## What is required
Write out precisely the lines beginning with the line that contains "Find the bridle" and ending with the last line of the entries, and no other lines.

Object position labeling entries
"""
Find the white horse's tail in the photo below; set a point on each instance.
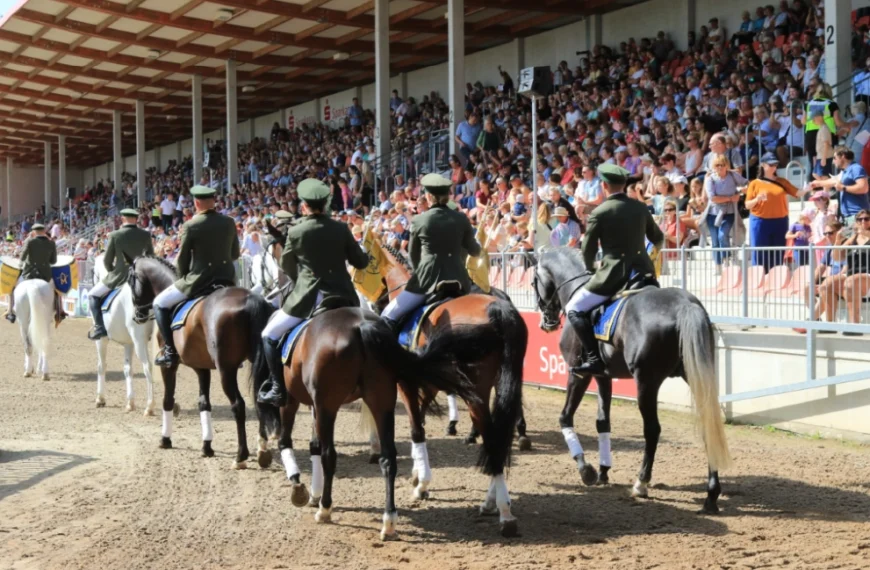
(698, 353)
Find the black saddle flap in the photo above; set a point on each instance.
(332, 302)
(445, 290)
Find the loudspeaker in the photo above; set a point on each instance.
(535, 81)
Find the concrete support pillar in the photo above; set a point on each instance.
(837, 38)
(198, 151)
(455, 66)
(232, 126)
(9, 166)
(61, 171)
(47, 196)
(140, 152)
(118, 166)
(382, 80)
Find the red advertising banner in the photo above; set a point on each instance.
(544, 364)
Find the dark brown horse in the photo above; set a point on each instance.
(346, 354)
(494, 362)
(220, 333)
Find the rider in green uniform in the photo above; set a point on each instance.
(619, 225)
(37, 257)
(441, 239)
(209, 249)
(130, 241)
(314, 258)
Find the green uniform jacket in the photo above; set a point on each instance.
(209, 246)
(36, 259)
(314, 258)
(441, 240)
(131, 240)
(620, 225)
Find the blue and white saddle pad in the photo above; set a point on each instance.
(288, 343)
(179, 317)
(605, 319)
(107, 300)
(412, 323)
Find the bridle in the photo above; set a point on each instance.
(546, 308)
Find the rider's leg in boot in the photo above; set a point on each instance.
(593, 365)
(273, 391)
(168, 357)
(99, 330)
(10, 310)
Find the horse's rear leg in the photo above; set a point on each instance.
(326, 432)
(102, 345)
(577, 386)
(421, 472)
(128, 377)
(299, 494)
(647, 402)
(170, 408)
(204, 378)
(229, 381)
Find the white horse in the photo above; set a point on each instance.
(34, 308)
(120, 321)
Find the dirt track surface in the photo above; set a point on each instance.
(88, 488)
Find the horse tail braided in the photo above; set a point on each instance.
(697, 347)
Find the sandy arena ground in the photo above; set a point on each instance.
(88, 488)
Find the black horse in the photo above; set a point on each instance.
(662, 333)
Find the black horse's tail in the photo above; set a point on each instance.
(512, 336)
(258, 311)
(434, 367)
"""
## Task result
Find the bridle in the photo above; set a point on each instance.
(546, 308)
Find the rider's leg in boot in the photo above; set a point on each instance.
(593, 365)
(273, 391)
(168, 357)
(99, 330)
(10, 310)
Find the horse's rear leg in the photo above; set a point on each instance.
(326, 432)
(102, 345)
(577, 386)
(421, 472)
(128, 377)
(299, 494)
(647, 402)
(170, 408)
(204, 378)
(229, 381)
Find the white horse in the photo above; set a point on each instance.
(34, 308)
(120, 321)
Find the dirt track surface in the photo above; set a point on each instance.
(88, 488)
Find the horse tail braided in the photo above; set a point on each instance.
(697, 347)
Find the sandy arena ground in the photo above; set a point on each instance.
(88, 488)
Find the black horse in the photo above; set a point on each instance.
(662, 333)
Find the black horse's tail in the photo above; set a point on each instance.
(512, 336)
(258, 311)
(434, 367)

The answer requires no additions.